Start of Extracted records

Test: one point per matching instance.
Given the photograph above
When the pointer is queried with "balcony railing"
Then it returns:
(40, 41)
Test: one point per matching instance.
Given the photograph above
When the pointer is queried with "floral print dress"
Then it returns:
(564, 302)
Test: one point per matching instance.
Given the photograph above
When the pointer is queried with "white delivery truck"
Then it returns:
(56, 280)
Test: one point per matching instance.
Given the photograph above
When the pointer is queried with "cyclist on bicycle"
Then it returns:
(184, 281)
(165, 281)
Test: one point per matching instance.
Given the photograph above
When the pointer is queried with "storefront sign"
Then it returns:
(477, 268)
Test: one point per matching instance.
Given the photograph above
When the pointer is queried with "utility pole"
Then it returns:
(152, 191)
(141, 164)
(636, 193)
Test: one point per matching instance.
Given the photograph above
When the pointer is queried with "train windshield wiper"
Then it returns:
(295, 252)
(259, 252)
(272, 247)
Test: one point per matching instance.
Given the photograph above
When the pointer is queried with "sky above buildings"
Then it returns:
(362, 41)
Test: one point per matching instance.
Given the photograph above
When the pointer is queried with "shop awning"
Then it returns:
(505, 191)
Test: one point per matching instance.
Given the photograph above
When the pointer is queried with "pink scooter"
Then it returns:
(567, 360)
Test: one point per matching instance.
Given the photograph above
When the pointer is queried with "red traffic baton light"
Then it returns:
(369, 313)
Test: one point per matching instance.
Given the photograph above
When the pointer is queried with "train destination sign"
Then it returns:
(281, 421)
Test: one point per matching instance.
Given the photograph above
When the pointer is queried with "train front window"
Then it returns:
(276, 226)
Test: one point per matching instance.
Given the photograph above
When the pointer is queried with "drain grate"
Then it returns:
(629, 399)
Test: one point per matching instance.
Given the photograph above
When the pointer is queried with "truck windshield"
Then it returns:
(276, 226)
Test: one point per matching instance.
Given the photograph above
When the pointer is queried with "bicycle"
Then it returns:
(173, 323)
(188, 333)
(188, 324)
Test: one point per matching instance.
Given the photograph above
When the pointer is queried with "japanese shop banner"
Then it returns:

End of Extracted records

| Work to complete |
Count the lines of the material above that contain the string "train" and give only that number.

| Response for this exercise |
3